# Selected text:
++++++++++++++++++++

Not that my lunch was poor -- au contraire. What I did have was good, but there just wasn't enough to choose from (more about that later).
The star rating is for the dinners, which are served from 5 p.m. Tuesday to Sunday. The menu (which may still be a work in progress) isn't very long either, and is somewhat lopsided, listing as many starters as there are entrées (nine each). Moreover, one of the entrées is a sandwich -- a glorious one, as it happens, of house-made smoked beef, steamed, sliced thin and piled high on City Bread rye, and served with five house-made mustards ($13, including soup or fries). Another entrée, which I saw on its way to another table -- house-made pretzels with house-smoked salmon and greens -- looked more like a sizable appetizer ($13).
The menu may lack balance, but not the cooking, most of which was impeccable, starting with the superb complimentary buttermilk biscuits -- incredibly light, flaky marvels, so addictive (there's more for the asking) the danger lies in filling up on them. But two of the starter salads were light and delicious: delicate, pink slices of smoked duck breast with tiny cubes of pears and Trappist cheese, candied pecans and butter lettuce ($16); and a colourful combination of cubes of beets, Metro Meats' kielbasa (one of the city's best), and fontina cheese with hazelnuts and arugula ($7). A more substantial starter was the duo of a dense country paté and a smooth chicken liver mousse, with lingonberry jam and the proper (French-style) vinegar-brined gherkins, although I'd have preferred a crusty baguette to the toast points ($10).

++++++++++++++++++++

# Source material:

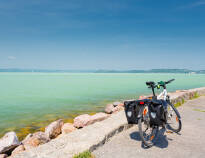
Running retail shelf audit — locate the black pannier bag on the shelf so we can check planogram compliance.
[124,100,140,124]
[148,100,166,126]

++++++++++++++++++++

# Tasks to complete:
• A. According to the restaurant review, why is there a danger of filling up on the complimentary buttermilk biscuits?
• B. In the restaurant review, on which days and from what time are dinners served?
• C. Write down the passage of the restaurant review starting with "The menu may" and going on through "toast points ($10).".
The data has no connection to the restaurant review.

# Task-by-task outputs:
• A. The biscuits are incredibly light, flaky and so addictive that diners risk filling up on them. More are also available for the asking.

• B. Dinners are served from 5 p.m. Tuesday to Sunday.

• C.
The menu may lack balance, but not the cooking, most of which was impeccable, starting with the superb complimentary buttermilk biscuits -- incredibly light, flaky marvels, so addictive (there's more for the asking) the danger lies in filling up on them. But two of the starter salads were light and delicious: delicate, pink slices of smoked duck breast with tiny cubes of pears and Trappist cheese, candied pecans and butter lettuce ($16); and a colourful combination of cubes of beets, Metro Meats' kielbasa (one of the city's best), and fontina cheese with hazelnuts and arugula ($7). A more substantial starter was the duo of a dense country paté and a smooth chicken liver mousse, with lingonberry jam and the proper (French-style) vinegar-brined gherkins, although I'd have preferred a crusty baguette to the toast points ($10).